◆ **Задание**: Перепечатайте целиком текст о поэтике контрастов в романе «Дар», сохранив каждое слово и знак препинания.

Читаем Поэтика контрастов в романе В. Набокова «Дар» полностью

Мир активен не только сам по себе, но прежде всего по отношению к поэту. Человек и мир меняются признаками. Не герой остается верен природе, окружавшей его в детстве, но эта природа остается верна герою: «все-таки кое-что бесконечно и непоколебимо верное мне, разгляжу». Герой не смотрит на вещи, а ощущает «невозможность жить на глазах у совершенно чужих вещей». Предметы испытывают по отношению к герою разнообразные чувства и по своей инициативе вступают с ним в контакт: толпа книг, пришедших поздравить; Он шел по улицам, которые давно успели втереться ему в знакомство, — мало того, рассчитывали на любовь; недоброжелательный шкап; погасшие дома уходили не глядя, кто пятясь, кто боком, в бурое небо берлинской ночи; Улица была отзывчива и совершенно пуста; Танненбергскую улицу он узнал ближе, и она выдала ему все свои лучшие тайны; он ⟨…⟩ повернулся к терпеливо ожидавшей лампе; я шел по нашей преданно и даже льстиво шелестевшей аллее к темному дому.

Серия строк:
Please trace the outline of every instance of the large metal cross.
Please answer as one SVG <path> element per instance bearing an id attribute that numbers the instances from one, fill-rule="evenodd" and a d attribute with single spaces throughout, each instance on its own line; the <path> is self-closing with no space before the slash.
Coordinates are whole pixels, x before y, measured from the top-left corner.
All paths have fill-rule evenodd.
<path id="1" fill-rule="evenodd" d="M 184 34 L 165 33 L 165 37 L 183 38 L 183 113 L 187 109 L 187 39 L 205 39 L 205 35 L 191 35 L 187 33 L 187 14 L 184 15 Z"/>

◆ **Результат задания**:
Читаем Поэтика контрастов в романе В. Набокова «Дар» полностью

Мир активен не только сам по себе, но прежде всего по отношению к поэту. Человек и мир меняются признаками. Не герой остается верен природе, окружавшей его в детстве, но эта природа остается верна герою: «все-таки кое-что бесконечно и непоколебимо верное мне, разгляжу». Герой не смотрит на вещи, а ощущает «невозможность жить на глазах у совершенно чужих вещей». Предметы испытывают по отношению к герою разнообразные чувства и по своей инициативе вступают с ним в контакт: толпа книг, пришедших поздравить; Он шел по улицам, которые давно успели втереться ему в знакомство, — мало того, рассчитывали на любовь; недоброжелательный шкап; погасшие дома уходили не глядя, кто пятясь, кто боком, в бурое небо берлинской ночи; Улица была отзывчива и совершенно пуста; Танненбергскую улицу он узнал ближе, и она выдала ему все свои лучшие тайны; он ⟨…⟩ повернулся к терпеливо ожидавшей лампе; я шел по нашей преданно и даже льстиво шелестевшей аллее к темному дому.